Coordinate annotation entries
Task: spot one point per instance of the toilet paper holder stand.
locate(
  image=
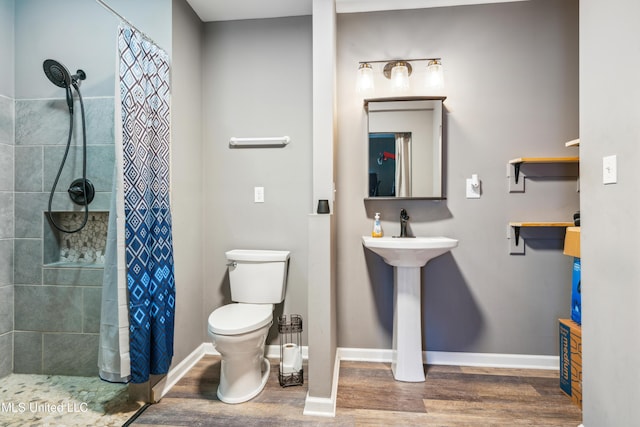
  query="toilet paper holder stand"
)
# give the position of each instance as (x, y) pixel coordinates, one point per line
(291, 371)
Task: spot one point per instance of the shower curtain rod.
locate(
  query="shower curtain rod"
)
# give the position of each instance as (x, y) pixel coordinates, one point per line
(126, 21)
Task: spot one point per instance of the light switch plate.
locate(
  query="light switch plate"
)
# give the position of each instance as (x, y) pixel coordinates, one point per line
(258, 194)
(472, 192)
(609, 169)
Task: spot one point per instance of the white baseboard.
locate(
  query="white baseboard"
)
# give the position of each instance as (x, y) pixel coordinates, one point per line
(489, 360)
(176, 373)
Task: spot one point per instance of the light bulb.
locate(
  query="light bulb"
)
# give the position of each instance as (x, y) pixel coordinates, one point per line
(400, 76)
(365, 78)
(435, 75)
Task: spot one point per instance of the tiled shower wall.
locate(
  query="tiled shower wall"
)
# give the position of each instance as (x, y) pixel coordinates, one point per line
(57, 305)
(6, 234)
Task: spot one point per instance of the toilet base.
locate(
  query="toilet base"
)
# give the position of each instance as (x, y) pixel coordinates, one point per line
(226, 395)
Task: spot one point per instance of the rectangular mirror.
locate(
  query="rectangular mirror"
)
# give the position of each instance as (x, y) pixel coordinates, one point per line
(405, 148)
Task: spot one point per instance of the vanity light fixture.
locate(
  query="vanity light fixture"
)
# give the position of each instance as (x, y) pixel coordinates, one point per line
(435, 74)
(398, 71)
(399, 75)
(365, 78)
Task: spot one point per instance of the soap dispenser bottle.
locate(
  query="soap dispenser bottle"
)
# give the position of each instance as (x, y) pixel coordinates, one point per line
(377, 228)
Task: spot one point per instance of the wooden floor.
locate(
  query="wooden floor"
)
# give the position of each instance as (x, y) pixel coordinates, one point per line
(369, 396)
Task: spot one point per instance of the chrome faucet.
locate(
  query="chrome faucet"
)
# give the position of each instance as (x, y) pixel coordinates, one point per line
(404, 218)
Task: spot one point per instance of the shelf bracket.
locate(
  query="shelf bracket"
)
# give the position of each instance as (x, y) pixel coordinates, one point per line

Aim of the task: Extract all the data above exactly, excluding every picture.

Task result:
Task: spot one point per instance of the toilet paper holder stand.
locate(
  image=
  query="toilet paper holder stand"
)
# give the position of each instance as (x, y) pixel coordinates, one point per line
(291, 371)
Task: spot one point per instance of the shower curtain rod.
locate(
  query="shower curtain rod"
)
# give the position of each instance as (x, y) pixel coordinates, one point per line
(126, 21)
Task: spot one point per instance of the light switch plate.
locate(
  query="light switch plate"
)
# give the position of each instance as (x, y) pixel coordinates, one point per line
(258, 194)
(472, 192)
(609, 169)
Task: spot one point per instance of the white baseboard.
locate(
  query="white baseboard"
)
# give the position of each instance as (x, y) pixel coordinates, one point per line
(489, 360)
(176, 373)
Task: spot one point per instance of the light bulb.
locate(
  query="light bulb"
)
# give the position of each instance as (x, y) pixel coordinates, one point per line
(400, 76)
(365, 78)
(435, 75)
Task: spot one point per instance of the tiled shower wall.
locate(
  query="tiled shower wall"
)
# give the position of each instance as (x, y) pixel coordinates, one point per line
(57, 305)
(6, 234)
Task: spot one point per instance of the toilet base.
locate(
  query="toilet base"
)
# give the position of each instance as (x, y) pixel coordinates, one point per line
(226, 395)
Task: spot one point per instance of the rectangular mirror.
locate(
  query="rectangular mirror"
)
# give the position of each instance as (x, y) pixel coordinates, one point per line
(405, 148)
Task: spot one point per instance of the vanity light fixture.
locate(
  query="vanity light fixture"
)
# give the position of each instance as (x, y) pixel coordinates, one point per line
(435, 74)
(398, 71)
(399, 75)
(365, 78)
Task: spot one point per instance of the soap dispenser bottle.
locate(
  query="soap dispenser bottle"
)
# give the position of each instance as (x, y) pixel coordinates, one point per line
(377, 228)
Task: spot one point per instance of the wooden floor.
locate(
  query="wooden floor"
)
# give the position of each instance as (x, y) pixel coordinates, one point per line
(369, 396)
Task: spot one point per instance of the chrome faucet.
locate(
  query="chrome faucet"
)
# give the position of each instance as (x, y) pixel coordinates, one point per line
(404, 218)
Task: spot one point per instance of the shelf bracket.
locate(
  query="shelf bracket"
)
# give the position of each instance as (x, y) pixel coordinates, one point per line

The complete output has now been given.